Provided records:
▼
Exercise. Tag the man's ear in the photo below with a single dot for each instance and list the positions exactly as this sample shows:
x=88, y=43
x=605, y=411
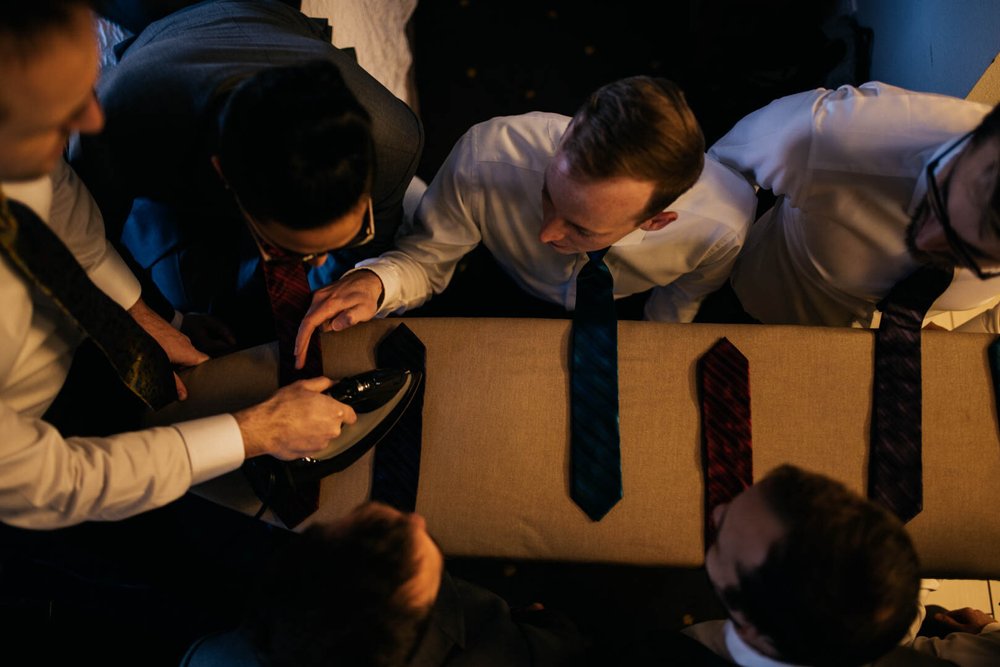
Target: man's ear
x=658, y=221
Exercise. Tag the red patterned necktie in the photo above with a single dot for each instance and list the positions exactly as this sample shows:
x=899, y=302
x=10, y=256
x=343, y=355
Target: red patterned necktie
x=724, y=384
x=41, y=256
x=290, y=295
x=895, y=467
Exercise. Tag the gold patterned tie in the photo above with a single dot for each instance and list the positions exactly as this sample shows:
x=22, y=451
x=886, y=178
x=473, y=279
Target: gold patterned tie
x=45, y=261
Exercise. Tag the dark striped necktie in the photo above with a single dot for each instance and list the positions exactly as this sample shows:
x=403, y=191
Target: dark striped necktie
x=724, y=387
x=290, y=296
x=595, y=456
x=895, y=467
x=44, y=260
x=396, y=467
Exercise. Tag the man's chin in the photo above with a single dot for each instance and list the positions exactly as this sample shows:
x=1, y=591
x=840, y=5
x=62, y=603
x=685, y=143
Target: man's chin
x=562, y=250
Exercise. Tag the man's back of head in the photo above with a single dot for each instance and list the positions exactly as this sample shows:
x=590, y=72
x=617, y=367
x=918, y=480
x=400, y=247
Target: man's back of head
x=836, y=582
x=296, y=146
x=638, y=127
x=355, y=592
x=48, y=63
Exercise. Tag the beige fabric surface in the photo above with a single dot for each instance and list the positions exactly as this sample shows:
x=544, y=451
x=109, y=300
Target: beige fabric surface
x=494, y=470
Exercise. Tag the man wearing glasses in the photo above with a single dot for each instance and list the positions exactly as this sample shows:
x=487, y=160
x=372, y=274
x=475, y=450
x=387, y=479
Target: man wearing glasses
x=871, y=182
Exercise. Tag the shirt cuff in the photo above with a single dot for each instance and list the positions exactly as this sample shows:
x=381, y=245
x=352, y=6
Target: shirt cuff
x=214, y=445
x=390, y=294
x=115, y=279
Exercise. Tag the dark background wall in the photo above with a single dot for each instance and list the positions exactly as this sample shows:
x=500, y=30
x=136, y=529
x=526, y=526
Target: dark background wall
x=475, y=59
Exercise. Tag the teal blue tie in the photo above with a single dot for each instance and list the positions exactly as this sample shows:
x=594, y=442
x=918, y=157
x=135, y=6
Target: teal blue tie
x=42, y=258
x=595, y=458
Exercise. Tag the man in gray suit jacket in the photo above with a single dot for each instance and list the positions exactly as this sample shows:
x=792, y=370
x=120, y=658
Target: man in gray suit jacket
x=372, y=589
x=155, y=174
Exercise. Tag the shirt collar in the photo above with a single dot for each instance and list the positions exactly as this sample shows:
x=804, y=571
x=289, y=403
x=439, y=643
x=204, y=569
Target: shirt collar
x=744, y=655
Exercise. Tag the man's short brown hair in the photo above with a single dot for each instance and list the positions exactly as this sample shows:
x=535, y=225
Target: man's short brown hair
x=841, y=587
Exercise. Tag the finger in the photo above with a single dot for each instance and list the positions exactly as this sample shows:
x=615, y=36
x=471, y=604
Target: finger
x=948, y=620
x=350, y=416
x=347, y=318
x=306, y=329
x=181, y=389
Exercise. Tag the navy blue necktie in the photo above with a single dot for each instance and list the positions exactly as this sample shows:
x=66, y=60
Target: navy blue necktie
x=724, y=387
x=41, y=257
x=595, y=456
x=895, y=468
x=396, y=467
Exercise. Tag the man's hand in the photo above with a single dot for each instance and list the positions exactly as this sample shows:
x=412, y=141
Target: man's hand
x=352, y=299
x=298, y=420
x=208, y=333
x=177, y=346
x=966, y=619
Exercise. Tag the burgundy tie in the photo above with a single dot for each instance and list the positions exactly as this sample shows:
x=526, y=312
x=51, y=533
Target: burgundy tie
x=895, y=469
x=290, y=295
x=724, y=384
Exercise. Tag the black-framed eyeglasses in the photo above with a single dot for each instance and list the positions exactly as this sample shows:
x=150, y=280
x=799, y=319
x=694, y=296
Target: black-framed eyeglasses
x=274, y=252
x=939, y=206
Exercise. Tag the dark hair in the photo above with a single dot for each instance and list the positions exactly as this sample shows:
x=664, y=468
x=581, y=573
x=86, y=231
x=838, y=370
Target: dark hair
x=638, y=127
x=334, y=597
x=23, y=23
x=296, y=146
x=841, y=587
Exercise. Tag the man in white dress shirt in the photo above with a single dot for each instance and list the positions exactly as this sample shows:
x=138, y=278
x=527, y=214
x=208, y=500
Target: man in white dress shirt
x=871, y=182
x=48, y=64
x=540, y=190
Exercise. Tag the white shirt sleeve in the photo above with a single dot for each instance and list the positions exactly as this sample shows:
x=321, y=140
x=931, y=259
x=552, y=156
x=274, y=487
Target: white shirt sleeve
x=74, y=216
x=771, y=145
x=679, y=301
x=47, y=481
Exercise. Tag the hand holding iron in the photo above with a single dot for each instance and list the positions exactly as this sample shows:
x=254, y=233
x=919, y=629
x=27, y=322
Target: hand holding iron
x=298, y=420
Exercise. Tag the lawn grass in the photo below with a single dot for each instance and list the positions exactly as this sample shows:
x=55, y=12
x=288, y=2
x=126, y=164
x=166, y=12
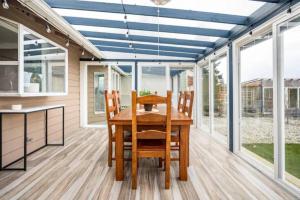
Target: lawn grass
x=292, y=155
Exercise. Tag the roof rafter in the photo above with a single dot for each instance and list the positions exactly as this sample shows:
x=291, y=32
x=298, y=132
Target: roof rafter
x=151, y=39
x=148, y=27
x=148, y=46
x=149, y=11
x=147, y=52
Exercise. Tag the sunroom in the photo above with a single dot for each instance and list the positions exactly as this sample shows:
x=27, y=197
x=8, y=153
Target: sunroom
x=150, y=99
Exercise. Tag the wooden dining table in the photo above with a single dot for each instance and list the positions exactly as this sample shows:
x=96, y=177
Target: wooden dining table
x=123, y=121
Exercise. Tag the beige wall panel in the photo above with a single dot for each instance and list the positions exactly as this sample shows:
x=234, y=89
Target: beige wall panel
x=13, y=125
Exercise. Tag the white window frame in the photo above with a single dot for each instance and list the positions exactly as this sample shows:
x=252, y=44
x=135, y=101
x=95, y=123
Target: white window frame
▲
What you have to do: Out of the material above, output word for word the line with "Target: teal blue tie", the line with "x=804, y=571", and all lines between them, with nothing else.

Finished exercise:
Target: teal blue tie
x=42, y=258
x=595, y=458
Exercise. Tag the man in gray suit jacket in the photo above with a single dot for each instance and list the positions exactly as this sample shows:
x=792, y=370
x=120, y=658
Target: man in gray suit jacket
x=372, y=589
x=155, y=174
Exercise. Tag the shirt collar in the photo above with a single dot for each instance and list the positions exactly as this sample shows:
x=804, y=571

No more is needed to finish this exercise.